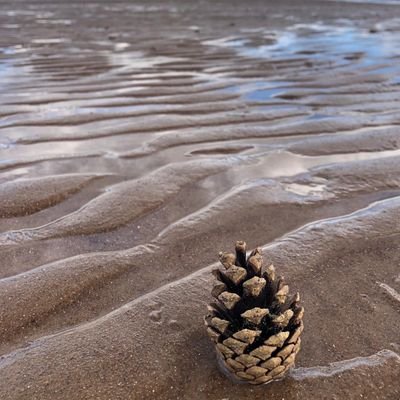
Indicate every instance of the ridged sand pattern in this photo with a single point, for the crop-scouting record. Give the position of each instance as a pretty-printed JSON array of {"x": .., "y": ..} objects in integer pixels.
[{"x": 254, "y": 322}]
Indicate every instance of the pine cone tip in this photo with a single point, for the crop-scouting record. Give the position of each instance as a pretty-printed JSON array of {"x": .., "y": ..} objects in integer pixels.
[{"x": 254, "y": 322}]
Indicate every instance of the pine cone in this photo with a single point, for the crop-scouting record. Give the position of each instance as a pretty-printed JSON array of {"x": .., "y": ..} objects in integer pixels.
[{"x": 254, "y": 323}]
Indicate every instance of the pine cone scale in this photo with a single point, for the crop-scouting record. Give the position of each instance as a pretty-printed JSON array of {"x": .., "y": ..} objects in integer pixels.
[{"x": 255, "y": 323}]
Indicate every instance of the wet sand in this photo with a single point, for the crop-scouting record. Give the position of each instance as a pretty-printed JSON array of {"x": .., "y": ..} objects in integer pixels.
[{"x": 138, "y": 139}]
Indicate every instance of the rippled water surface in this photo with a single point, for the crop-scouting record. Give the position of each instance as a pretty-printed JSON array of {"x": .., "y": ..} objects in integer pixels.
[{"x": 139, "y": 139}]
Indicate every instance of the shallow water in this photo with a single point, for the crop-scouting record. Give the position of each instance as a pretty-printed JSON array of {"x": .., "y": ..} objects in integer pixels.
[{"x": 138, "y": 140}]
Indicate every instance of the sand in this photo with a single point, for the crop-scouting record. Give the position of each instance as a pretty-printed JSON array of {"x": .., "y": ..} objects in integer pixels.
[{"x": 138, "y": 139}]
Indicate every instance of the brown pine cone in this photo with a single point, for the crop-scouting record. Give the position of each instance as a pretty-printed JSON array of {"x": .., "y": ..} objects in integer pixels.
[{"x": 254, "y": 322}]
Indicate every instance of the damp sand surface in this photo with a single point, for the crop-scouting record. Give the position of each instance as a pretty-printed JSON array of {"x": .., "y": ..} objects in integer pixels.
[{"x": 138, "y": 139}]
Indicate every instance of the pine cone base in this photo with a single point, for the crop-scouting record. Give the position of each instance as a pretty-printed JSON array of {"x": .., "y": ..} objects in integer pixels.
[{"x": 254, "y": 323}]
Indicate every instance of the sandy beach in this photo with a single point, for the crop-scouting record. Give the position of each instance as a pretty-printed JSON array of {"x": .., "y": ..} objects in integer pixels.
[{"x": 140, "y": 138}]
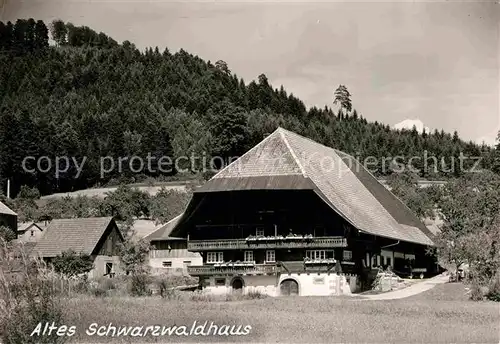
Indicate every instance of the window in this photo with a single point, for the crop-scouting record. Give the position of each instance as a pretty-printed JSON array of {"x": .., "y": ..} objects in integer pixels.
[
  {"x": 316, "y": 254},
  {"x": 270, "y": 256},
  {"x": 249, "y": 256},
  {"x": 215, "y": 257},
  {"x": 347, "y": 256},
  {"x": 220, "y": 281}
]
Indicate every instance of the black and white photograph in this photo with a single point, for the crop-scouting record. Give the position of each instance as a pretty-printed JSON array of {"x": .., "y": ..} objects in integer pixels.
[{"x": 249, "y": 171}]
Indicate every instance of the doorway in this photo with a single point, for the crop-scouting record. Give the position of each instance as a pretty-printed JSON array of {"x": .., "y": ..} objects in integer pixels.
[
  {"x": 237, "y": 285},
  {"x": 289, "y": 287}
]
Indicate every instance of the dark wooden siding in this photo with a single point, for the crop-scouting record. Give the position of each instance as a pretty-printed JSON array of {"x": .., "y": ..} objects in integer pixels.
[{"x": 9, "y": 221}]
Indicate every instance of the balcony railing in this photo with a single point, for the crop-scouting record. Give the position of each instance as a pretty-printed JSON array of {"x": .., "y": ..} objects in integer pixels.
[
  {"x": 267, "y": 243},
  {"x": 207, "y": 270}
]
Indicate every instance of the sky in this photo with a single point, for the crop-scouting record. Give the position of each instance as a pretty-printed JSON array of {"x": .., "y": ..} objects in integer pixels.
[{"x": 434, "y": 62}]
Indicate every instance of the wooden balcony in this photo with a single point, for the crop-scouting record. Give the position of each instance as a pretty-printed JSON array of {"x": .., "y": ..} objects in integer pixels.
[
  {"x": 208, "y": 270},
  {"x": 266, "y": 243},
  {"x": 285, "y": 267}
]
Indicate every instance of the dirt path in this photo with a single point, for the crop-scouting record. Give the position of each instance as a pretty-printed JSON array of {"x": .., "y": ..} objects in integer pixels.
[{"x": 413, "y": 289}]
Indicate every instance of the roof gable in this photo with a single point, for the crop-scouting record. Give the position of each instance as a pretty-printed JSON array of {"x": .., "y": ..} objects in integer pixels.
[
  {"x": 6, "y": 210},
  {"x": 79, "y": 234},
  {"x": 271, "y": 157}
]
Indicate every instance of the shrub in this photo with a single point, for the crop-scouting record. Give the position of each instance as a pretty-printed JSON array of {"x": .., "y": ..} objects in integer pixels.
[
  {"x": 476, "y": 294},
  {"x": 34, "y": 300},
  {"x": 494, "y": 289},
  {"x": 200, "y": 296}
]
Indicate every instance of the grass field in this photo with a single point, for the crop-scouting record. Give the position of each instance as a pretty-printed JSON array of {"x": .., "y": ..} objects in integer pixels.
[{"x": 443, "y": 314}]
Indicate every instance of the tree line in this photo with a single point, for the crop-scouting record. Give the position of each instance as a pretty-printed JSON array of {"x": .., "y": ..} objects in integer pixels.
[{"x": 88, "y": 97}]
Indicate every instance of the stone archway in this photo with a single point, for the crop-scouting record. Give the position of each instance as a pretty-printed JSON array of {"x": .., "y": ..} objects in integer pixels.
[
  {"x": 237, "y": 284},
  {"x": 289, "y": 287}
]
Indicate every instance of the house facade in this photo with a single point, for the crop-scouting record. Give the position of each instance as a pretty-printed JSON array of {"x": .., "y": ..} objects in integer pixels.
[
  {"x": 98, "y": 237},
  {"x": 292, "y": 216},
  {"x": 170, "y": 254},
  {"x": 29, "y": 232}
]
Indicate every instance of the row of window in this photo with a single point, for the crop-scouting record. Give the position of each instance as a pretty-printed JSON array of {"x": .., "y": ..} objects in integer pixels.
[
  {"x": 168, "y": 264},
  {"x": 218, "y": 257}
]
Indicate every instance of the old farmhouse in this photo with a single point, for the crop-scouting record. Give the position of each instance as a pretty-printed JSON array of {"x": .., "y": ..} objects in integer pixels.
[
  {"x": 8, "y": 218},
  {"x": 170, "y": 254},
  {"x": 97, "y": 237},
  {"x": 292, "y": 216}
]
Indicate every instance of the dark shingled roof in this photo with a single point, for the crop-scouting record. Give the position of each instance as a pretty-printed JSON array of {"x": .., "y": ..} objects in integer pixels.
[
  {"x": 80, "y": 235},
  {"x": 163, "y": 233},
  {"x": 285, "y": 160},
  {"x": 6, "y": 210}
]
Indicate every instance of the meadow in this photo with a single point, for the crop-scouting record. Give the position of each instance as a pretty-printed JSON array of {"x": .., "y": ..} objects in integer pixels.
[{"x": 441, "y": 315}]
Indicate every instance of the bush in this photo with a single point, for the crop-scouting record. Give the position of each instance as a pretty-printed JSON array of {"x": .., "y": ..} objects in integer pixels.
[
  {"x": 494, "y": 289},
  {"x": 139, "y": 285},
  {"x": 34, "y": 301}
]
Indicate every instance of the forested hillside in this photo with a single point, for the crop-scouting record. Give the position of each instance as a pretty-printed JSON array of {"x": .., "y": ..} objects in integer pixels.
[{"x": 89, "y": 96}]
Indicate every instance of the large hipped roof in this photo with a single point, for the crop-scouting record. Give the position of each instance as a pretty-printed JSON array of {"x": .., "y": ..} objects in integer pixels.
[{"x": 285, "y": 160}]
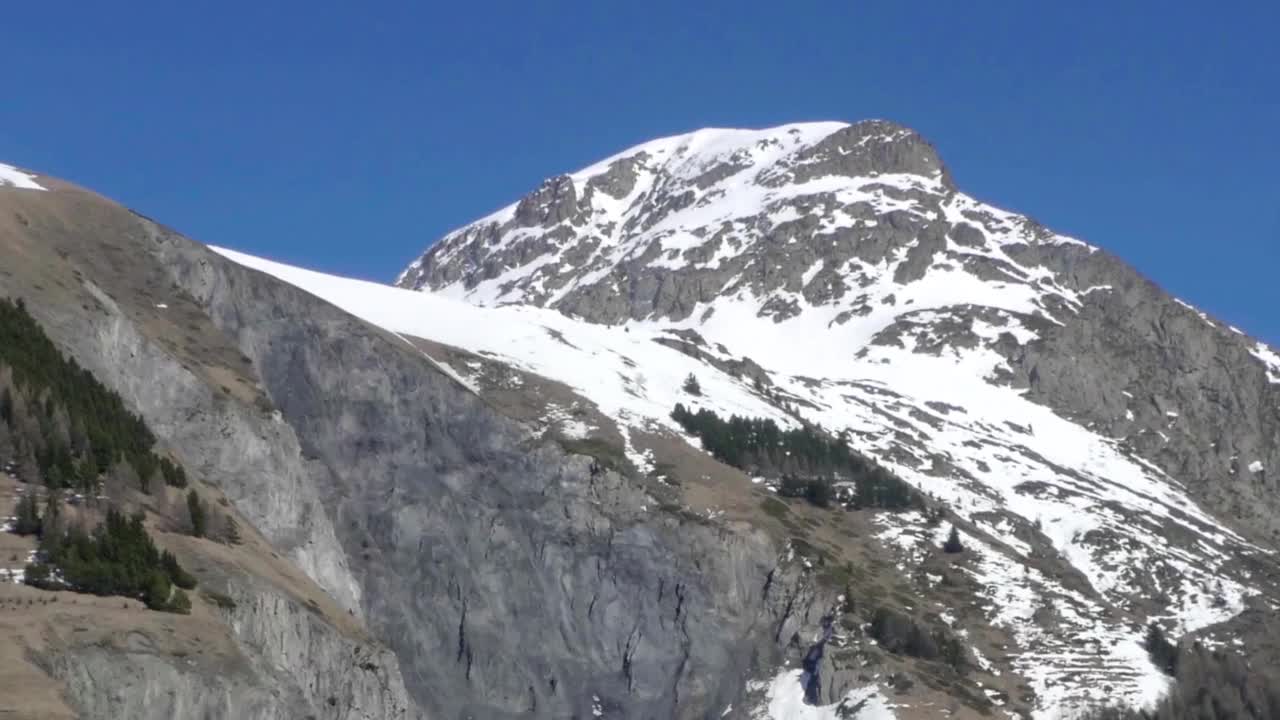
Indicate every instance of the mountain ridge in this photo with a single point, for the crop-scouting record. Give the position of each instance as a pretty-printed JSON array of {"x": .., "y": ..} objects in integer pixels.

YOUR TASK: Exact reproduction is required for the lines from the one containing "Indicate every instance of the meadow" through the end of the material, and for those lines only, without pictures.

RESPONSE:
Indicate every instance of the meadow in this photo with a single point, for the crop-scouting record. Give the position of each instance as a pretty-printed JSON array of {"x": .., "y": ..} objects in integer pixels.
[{"x": 441, "y": 315}]
Indicate every instance of the bush in this photo with a single point, for the crop-scouting record. Give the position of each instance as a pretty-printed JSON array of {"x": .., "y": ..} objects in integer pixels.
[
  {"x": 494, "y": 289},
  {"x": 139, "y": 285},
  {"x": 34, "y": 301}
]
Indicate every instance of the forested hillside in this photo with a single point, for the crop-scouting record. Give the position of each instance as a pretty-printed JSON array of {"x": .., "y": ..} objects in integer pixels.
[{"x": 89, "y": 96}]
Indicate every instance of the large hipped roof in this photo with a single point, for the crop-scouting record. Give the position of each instance as a pretty-printed JSON array of {"x": .., "y": ..} objects in integer pixels.
[{"x": 285, "y": 160}]
Indicate every instance of the mountain ridge in this photo with a single point, for the crop-scouting record. Give the position of each instance as a pretty-printed JSON array of {"x": .., "y": ..} objects in integer pixels.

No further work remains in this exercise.